Format everything from the first of the items down to the line containing "[6, 2, 800, 352]" as a Markdown table with the columns Row and Line, numbering each line and omitting blank lines.

------ GIVEN ENTRIES

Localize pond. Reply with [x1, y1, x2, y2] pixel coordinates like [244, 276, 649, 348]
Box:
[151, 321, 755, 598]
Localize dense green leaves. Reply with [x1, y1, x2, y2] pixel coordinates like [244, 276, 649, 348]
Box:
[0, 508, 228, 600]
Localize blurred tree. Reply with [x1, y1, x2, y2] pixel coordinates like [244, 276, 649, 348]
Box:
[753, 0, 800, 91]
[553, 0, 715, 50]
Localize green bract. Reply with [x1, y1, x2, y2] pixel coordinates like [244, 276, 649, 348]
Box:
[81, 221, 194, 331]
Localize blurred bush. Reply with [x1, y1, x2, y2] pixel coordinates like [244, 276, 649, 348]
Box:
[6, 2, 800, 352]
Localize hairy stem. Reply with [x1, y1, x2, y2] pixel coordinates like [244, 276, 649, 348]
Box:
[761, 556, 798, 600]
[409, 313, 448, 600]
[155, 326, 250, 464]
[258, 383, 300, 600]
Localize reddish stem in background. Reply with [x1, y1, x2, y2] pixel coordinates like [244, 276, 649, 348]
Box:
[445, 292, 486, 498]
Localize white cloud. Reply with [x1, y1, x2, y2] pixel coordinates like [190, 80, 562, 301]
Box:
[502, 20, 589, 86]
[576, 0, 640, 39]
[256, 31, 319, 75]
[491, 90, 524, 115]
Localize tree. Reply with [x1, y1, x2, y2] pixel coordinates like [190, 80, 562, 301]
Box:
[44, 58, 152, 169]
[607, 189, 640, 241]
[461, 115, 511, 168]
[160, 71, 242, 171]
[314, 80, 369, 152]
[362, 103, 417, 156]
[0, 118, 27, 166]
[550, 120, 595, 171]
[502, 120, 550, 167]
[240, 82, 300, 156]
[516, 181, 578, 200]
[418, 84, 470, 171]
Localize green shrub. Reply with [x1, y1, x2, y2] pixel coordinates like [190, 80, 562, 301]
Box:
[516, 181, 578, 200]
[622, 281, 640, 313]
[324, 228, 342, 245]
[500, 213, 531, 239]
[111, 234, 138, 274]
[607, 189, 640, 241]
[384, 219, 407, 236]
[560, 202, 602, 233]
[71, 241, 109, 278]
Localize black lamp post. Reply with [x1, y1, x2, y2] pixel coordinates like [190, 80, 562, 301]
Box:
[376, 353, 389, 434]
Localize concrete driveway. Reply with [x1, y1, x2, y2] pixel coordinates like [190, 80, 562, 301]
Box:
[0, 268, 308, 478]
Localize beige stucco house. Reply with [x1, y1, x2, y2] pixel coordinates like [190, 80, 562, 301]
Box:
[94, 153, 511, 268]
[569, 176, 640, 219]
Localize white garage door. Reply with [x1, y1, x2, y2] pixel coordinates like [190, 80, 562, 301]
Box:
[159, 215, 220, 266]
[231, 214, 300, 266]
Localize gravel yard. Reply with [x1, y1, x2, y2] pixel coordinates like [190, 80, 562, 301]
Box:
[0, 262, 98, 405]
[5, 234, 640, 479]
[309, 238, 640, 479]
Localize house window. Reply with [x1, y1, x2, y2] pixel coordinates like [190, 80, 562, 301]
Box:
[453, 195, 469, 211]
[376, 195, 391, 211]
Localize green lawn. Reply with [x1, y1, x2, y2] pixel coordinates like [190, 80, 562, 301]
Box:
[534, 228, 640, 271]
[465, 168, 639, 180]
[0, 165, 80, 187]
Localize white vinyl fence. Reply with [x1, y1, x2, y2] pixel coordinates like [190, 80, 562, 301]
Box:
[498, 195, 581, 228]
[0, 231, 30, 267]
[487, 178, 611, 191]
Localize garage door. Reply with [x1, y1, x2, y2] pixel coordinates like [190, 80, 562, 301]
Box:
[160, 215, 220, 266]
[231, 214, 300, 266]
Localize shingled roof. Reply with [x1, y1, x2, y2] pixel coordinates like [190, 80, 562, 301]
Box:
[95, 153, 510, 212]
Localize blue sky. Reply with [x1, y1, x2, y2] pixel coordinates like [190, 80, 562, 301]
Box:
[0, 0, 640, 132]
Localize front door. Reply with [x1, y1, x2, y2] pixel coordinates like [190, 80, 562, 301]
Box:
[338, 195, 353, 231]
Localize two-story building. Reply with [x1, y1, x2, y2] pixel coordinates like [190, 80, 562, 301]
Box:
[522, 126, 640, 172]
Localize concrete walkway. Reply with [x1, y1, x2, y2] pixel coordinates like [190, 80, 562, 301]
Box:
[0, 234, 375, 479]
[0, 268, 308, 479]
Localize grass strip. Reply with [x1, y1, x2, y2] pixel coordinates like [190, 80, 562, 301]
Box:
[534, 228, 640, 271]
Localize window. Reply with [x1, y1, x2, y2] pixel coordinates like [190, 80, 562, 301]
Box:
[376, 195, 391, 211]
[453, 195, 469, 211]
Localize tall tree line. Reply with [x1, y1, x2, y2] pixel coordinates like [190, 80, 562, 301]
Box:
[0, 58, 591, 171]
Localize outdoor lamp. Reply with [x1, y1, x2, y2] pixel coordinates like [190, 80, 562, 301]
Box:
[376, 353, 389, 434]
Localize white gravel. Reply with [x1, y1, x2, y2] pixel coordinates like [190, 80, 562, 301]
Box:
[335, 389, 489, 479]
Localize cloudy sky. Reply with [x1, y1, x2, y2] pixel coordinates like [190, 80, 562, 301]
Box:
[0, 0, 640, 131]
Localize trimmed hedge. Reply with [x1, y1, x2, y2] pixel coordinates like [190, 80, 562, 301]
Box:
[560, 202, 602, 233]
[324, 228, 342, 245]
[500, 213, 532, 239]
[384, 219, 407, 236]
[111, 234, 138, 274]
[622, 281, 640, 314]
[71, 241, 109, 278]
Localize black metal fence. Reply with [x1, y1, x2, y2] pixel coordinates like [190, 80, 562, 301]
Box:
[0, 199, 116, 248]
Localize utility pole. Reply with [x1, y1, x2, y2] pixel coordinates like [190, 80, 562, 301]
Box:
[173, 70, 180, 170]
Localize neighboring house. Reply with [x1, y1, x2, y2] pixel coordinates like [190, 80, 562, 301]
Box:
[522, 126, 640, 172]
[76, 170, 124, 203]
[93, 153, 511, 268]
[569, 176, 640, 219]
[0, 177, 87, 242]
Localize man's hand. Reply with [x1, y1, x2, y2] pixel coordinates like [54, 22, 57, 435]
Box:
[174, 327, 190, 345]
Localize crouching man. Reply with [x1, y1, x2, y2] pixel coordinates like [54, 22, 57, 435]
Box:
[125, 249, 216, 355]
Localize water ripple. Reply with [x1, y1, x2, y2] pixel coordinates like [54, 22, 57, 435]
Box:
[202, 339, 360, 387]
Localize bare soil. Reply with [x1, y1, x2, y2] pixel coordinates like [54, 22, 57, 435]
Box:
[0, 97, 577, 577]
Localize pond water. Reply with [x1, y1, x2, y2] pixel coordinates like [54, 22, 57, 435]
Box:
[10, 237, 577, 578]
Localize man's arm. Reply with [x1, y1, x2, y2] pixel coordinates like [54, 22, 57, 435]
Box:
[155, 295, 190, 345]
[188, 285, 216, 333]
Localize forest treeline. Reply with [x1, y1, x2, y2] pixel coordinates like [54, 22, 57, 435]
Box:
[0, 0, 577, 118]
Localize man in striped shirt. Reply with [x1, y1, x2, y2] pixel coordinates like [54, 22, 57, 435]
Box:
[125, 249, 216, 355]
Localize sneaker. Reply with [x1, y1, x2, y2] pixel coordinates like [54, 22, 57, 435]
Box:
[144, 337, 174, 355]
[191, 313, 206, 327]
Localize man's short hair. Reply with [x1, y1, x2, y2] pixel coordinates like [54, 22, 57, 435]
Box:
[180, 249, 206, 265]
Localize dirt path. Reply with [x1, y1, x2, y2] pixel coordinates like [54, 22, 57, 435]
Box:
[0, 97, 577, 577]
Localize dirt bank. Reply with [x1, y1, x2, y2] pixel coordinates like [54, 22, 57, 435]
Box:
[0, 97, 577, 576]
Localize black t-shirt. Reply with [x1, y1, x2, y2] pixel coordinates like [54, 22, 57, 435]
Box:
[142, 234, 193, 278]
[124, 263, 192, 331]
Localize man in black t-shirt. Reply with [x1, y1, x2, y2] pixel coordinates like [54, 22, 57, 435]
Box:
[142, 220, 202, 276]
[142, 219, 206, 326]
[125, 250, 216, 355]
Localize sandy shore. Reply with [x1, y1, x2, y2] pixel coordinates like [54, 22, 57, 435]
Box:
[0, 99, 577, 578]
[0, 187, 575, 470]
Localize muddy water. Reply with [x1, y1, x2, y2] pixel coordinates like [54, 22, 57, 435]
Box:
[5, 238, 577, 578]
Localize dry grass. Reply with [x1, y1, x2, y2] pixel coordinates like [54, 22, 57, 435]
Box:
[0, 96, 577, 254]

------------

:: FINISHED ANSWER ::
| Row | Line |
|---|---|
| 1 | Localize pond. Reply with [x1, y1, x2, y2] pixel coordinates like [244, 276, 649, 348] |
| 2 | Box: |
| 3 | [151, 321, 755, 598] |
| 4 | Localize dense green leaves. Reply with [x1, y1, x2, y2] pixel coordinates like [244, 276, 649, 348] |
| 5 | Box: |
| 6 | [0, 508, 228, 600] |
| 7 | Localize blurred tree. Reply with [x1, y1, x2, y2] pixel coordinates like [244, 276, 649, 348] |
| 8 | Box: |
| 9 | [753, 0, 800, 91] |
| 10 | [553, 0, 715, 50] |
| 11 | Localize green bract. Reply with [x1, y1, x2, y2] pixel coordinates like [244, 276, 649, 348] |
| 12 | Box: |
| 13 | [81, 221, 194, 331] |
| 14 | Localize blurred bush. Reply with [x1, y1, x2, y2] pixel coordinates like [244, 276, 649, 348] |
| 15 | Box: |
| 16 | [6, 2, 800, 352] |